▶ _Objective_
Print each line exactly as it is given.

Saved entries
---+---
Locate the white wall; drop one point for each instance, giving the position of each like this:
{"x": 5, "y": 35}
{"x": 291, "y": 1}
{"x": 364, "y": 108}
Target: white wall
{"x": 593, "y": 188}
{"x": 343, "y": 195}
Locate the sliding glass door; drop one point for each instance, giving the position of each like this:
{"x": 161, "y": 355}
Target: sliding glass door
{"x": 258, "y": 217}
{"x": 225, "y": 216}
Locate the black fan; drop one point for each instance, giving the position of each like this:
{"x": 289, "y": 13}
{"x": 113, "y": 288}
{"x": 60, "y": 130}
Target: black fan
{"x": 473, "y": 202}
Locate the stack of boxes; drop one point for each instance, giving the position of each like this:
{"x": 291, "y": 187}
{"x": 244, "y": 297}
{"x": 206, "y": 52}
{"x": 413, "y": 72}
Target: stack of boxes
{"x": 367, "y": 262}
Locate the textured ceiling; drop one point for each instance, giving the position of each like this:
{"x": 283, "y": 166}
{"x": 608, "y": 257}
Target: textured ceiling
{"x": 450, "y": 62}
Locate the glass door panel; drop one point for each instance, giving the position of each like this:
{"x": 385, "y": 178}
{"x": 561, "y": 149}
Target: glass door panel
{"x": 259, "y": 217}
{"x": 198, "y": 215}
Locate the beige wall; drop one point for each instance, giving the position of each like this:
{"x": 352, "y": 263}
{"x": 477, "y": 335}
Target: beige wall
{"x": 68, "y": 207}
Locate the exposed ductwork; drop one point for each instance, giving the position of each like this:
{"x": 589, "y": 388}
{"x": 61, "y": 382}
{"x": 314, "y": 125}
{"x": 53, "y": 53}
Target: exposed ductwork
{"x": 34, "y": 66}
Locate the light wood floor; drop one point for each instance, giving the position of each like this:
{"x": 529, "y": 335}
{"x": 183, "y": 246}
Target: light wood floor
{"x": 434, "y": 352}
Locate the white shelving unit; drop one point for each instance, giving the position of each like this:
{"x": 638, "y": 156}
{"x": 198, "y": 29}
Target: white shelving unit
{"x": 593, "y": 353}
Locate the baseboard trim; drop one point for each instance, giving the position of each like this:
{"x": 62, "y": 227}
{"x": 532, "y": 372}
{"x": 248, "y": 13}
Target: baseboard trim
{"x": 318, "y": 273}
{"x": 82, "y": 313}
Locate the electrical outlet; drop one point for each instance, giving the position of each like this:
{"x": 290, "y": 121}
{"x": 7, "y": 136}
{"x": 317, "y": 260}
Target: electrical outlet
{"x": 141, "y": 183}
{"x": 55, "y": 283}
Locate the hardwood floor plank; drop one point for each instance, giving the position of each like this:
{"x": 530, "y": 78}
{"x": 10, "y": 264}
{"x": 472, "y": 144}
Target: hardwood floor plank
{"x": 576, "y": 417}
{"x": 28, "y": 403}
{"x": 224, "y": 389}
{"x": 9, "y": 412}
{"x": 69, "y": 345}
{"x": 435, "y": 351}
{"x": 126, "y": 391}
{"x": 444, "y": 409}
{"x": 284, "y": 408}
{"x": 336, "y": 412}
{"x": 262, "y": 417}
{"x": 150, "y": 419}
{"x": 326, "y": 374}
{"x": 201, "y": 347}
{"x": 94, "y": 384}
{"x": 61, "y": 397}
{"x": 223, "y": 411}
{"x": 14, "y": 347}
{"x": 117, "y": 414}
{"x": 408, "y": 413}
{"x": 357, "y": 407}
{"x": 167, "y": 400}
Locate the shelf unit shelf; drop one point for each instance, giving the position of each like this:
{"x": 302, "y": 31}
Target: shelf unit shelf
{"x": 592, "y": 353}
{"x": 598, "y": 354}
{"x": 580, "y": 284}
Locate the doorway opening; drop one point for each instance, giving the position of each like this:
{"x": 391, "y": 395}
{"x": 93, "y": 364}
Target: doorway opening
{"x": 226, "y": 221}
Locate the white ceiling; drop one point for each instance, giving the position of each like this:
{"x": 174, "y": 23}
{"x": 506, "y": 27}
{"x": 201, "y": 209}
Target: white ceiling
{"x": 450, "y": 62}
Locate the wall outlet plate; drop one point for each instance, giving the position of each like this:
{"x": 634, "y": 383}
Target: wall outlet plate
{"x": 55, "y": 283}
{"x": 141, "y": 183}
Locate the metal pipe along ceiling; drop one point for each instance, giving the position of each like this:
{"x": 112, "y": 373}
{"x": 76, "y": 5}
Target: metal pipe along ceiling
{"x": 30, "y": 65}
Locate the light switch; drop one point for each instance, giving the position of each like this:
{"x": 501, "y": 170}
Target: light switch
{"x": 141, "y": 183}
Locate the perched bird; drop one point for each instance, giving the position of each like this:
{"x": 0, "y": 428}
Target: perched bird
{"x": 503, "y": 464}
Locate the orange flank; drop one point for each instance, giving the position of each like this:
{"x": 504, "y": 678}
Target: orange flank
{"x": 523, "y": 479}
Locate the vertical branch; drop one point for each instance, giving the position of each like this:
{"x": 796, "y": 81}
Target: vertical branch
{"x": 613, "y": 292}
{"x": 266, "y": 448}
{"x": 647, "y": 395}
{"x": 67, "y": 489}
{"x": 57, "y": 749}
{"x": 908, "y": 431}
---+---
▶ _Written reply_
Locate the white wall; drop one point for each instance, giving the position of each like this:
{"x": 5, "y": 35}
{"x": 291, "y": 1}
{"x": 364, "y": 108}
Target: white wall
{"x": 593, "y": 188}
{"x": 343, "y": 195}
Locate the sliding glass door; drop one point for each instance, giving the position of each like this:
{"x": 161, "y": 355}
Target: sliding glass door
{"x": 258, "y": 217}
{"x": 225, "y": 216}
Locate the black fan; drop one point for each instance, giving the position of each like this:
{"x": 289, "y": 13}
{"x": 113, "y": 288}
{"x": 60, "y": 130}
Target: black fan
{"x": 473, "y": 202}
Locate the stack of boxes; drop one point for each instance, giving the position of each like this:
{"x": 291, "y": 187}
{"x": 244, "y": 297}
{"x": 206, "y": 52}
{"x": 413, "y": 72}
Target: stack of boxes
{"x": 367, "y": 262}
Locate the textured ceiling; drop one point for each instance, giving the position of each like this:
{"x": 283, "y": 166}
{"x": 608, "y": 257}
Target: textured ceiling
{"x": 450, "y": 62}
Locate the glass door panel; drop one point for each instance, giving the position of each like this:
{"x": 385, "y": 178}
{"x": 561, "y": 149}
Target: glass door panel
{"x": 259, "y": 217}
{"x": 198, "y": 215}
Locate the beige wall; drop one point for each instance, giving the position of each like this:
{"x": 352, "y": 263}
{"x": 477, "y": 335}
Target: beige wall
{"x": 68, "y": 207}
Locate the exposed ductwork; drop one point for each instance, giving the position of each like this:
{"x": 589, "y": 388}
{"x": 61, "y": 382}
{"x": 314, "y": 125}
{"x": 53, "y": 53}
Target: exposed ductwork
{"x": 34, "y": 66}
Locate the light wood floor; drop one point for each instance, giving the position of each like this:
{"x": 529, "y": 335}
{"x": 183, "y": 246}
Target: light wood floor
{"x": 434, "y": 352}
Locate the white shelving unit; drop one point for each instance, giving the position of each like this:
{"x": 638, "y": 156}
{"x": 198, "y": 29}
Target: white shelving unit
{"x": 593, "y": 353}
Locate the baseboard trim; drop one point for each instance, giving the position of each like this:
{"x": 62, "y": 227}
{"x": 532, "y": 372}
{"x": 248, "y": 13}
Target: baseboard trim
{"x": 318, "y": 273}
{"x": 82, "y": 313}
Locate the electrical outlet; drop one point for each instance, giving the position of each like this:
{"x": 290, "y": 121}
{"x": 7, "y": 136}
{"x": 317, "y": 260}
Target: electrical outlet
{"x": 141, "y": 183}
{"x": 55, "y": 283}
Locate the hardwood floor plank; drop one point for each instance, giving the position of each like this:
{"x": 530, "y": 78}
{"x": 10, "y": 264}
{"x": 472, "y": 144}
Target: hardwood floor plank
{"x": 576, "y": 417}
{"x": 28, "y": 403}
{"x": 224, "y": 389}
{"x": 9, "y": 412}
{"x": 69, "y": 345}
{"x": 435, "y": 351}
{"x": 126, "y": 391}
{"x": 444, "y": 409}
{"x": 284, "y": 408}
{"x": 336, "y": 412}
{"x": 262, "y": 417}
{"x": 150, "y": 419}
{"x": 326, "y": 374}
{"x": 201, "y": 347}
{"x": 94, "y": 384}
{"x": 61, "y": 397}
{"x": 223, "y": 411}
{"x": 14, "y": 347}
{"x": 117, "y": 414}
{"x": 408, "y": 413}
{"x": 357, "y": 407}
{"x": 167, "y": 400}
Locate the shelf unit shelf; drop one point for each instance, giving the position of each like this:
{"x": 302, "y": 31}
Target: shelf unit shelf
{"x": 592, "y": 353}
{"x": 598, "y": 354}
{"x": 580, "y": 284}
Locate the doorway opening; drop one point for each instance, giving the position of each like this:
{"x": 391, "y": 395}
{"x": 93, "y": 364}
Target: doorway opening
{"x": 226, "y": 221}
Locate the white ceiling; drop one point for each instance, giving the position of each like this:
{"x": 174, "y": 23}
{"x": 506, "y": 27}
{"x": 201, "y": 209}
Target: white ceiling
{"x": 450, "y": 62}
Locate the wall outlet plate; drop one point for each instance, giving the position of each like this:
{"x": 634, "y": 383}
Target: wall outlet plate
{"x": 55, "y": 283}
{"x": 141, "y": 183}
Locate the metal pipe along ceiling; drop one point for each instance, giving the position of each like this:
{"x": 112, "y": 373}
{"x": 76, "y": 5}
Target: metal pipe along ceiling
{"x": 30, "y": 65}
Locate the light switch; drop one point for each instance, giving the position of each like this:
{"x": 501, "y": 170}
Target: light switch
{"x": 141, "y": 183}
Locate the perched bird; drop one point for each instance, giving the position of each like this:
{"x": 0, "y": 428}
Target: perched bird
{"x": 503, "y": 464}
Locate the orange flank; drop one point for each instance, giving the position of each like this:
{"x": 504, "y": 678}
Target: orange flank
{"x": 523, "y": 479}
Locate the vertical branch; drop one point for each instance, giving the position of each like this:
{"x": 796, "y": 81}
Target: vertical branch
{"x": 613, "y": 292}
{"x": 266, "y": 448}
{"x": 647, "y": 395}
{"x": 67, "y": 489}
{"x": 57, "y": 749}
{"x": 908, "y": 431}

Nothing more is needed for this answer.